--- KUTIPAN TEKS ---

SISTEM PEMERINTAHAN PAKISTAN
A. System
Pemerintahan Presidential
Sistem
Pemerintahan sangat menentukan bagaimana suatu negara di jalankan dalam
organisasi yang sangat besar seperti negara. Rangkaian kerjanya tentu lebih
kompleks. Semakin kompleks rangkaian kerja suatu negara, maka negara tersebut
sangat memerlukan suatu sistem pemerintahan, karena tidak terbayangkan suatu
organisasi yang besar seperti negara dapat menjalankan segenap tugasnya secara
baik tanpa adanya suatu sistem. Bisa jadi masing masing komponen dalam negara
akan bekerja sendiri sendiri tanpa koordinasi, tanpa kerjasama, dan tanpa
kesatuan. Kerumitan yang terjadi sungguh sulit dibayangkan.

--- BARIS DATA ---

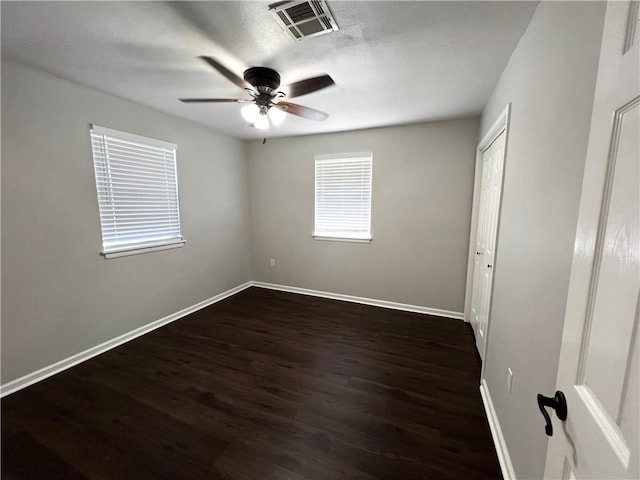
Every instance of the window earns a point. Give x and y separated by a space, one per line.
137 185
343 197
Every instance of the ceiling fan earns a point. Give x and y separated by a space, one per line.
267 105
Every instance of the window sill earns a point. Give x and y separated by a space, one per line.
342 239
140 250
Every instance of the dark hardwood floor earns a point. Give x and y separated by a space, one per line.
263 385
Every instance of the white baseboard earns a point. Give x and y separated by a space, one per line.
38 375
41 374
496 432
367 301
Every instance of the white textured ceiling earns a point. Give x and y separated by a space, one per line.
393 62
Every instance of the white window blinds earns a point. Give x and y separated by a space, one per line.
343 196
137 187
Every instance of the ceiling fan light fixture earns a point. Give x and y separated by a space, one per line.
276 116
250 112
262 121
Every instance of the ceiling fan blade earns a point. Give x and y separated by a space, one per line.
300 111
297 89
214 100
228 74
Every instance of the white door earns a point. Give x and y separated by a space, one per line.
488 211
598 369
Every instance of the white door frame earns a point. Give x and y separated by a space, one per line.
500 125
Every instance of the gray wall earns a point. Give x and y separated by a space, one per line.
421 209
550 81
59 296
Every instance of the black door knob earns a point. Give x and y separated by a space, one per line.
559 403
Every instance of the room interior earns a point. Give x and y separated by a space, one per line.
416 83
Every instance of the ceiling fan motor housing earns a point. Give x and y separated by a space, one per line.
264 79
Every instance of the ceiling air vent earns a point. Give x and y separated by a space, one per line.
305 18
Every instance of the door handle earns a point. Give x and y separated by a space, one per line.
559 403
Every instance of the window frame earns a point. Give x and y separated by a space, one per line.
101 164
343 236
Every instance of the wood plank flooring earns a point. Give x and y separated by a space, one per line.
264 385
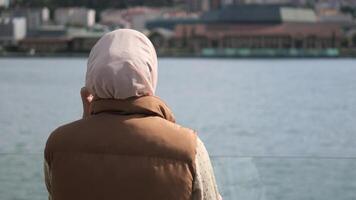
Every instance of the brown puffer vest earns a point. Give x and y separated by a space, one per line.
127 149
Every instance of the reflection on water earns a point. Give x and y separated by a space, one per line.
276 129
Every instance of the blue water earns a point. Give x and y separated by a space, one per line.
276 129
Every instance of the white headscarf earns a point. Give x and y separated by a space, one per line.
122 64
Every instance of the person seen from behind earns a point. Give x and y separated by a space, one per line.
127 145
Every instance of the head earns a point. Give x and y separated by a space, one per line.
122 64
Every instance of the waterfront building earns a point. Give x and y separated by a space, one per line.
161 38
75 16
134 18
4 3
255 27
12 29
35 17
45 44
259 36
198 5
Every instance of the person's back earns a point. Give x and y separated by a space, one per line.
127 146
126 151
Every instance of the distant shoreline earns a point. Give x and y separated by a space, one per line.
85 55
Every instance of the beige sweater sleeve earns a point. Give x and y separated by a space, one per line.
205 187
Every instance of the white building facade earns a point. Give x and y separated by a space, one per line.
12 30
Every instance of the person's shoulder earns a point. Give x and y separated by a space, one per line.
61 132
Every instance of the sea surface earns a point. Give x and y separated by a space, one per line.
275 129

---

**SOAL DAN TUGAS:**
(1) Menurut kutipan teks tentang sistem pemerintahan Pakistan, apa yang dapat terjadi pada masing-masing komponen dalam negara jika tidak ada suatu sistem?
(2) Lanjutkan kutipan teks tentang sistem pemerintahan Pakistan, dimulai setelah kalimat terakhirnya.

**DAFTAR JAWABAN:**
(1) Masing-masing komponen dapat bekerja sendiri-sendiri tanpa koordinasi, tanpa kerja sama, dan tanpa kesatuan.

(2)
Secara
umum ada dua sistem pemerintahan, yaitu sistem pemerintahan Parlementer dan
sistem pemerintahan Presidensil. Selain itu ada pula sistem pemerintahan semi
presidensil yang menggabungkan keduanya. Salah satu negara yang berada di Asia
Selatan yaitu Pakistan memulai masa kemerdekaannya dengan sisterm pemerintahan
parlementer mirip dengan sistem pemerintahan di Inggris. Penerapan sistem
parlementer ini didasarkan atas UUD yang berlaku selama 2 tahun.
Pakistan
(Islamic Republic of Pakistan) adalah negara yang merdeka pada tanggal 14
agustus 1947. Sebelumnya Negara ini bergabung dengan India kemudian pada 14
agustus 1947, Pakistan memisahkan diri dari India dan mengungumkan
kemerdekaannya. Pada abad ke-8 agama Islam masuk ke anak benua India dan
sebagian dari wilayah Pakistan sekarang, selama masa penjajahan Ingris pada
akhir abad ke-18, dulu dikuasai oleh kaum muslimin. Bersamaan dengan bangkitnya
perjuangan rakyat India melawan penjajahan Inggris, pada tahun 1906 terbentuk
partai “Liga Muslim” yang diketuai Muhammad Ali Jinah dan bertujuan untuk
membentuk pemerintahan islami. Negara Muslim terbentuk sejak pemerintahan
pertama yaitu di bawah pimpinan Muhammad Ali Jinnah dan Liaquat Ali Khan.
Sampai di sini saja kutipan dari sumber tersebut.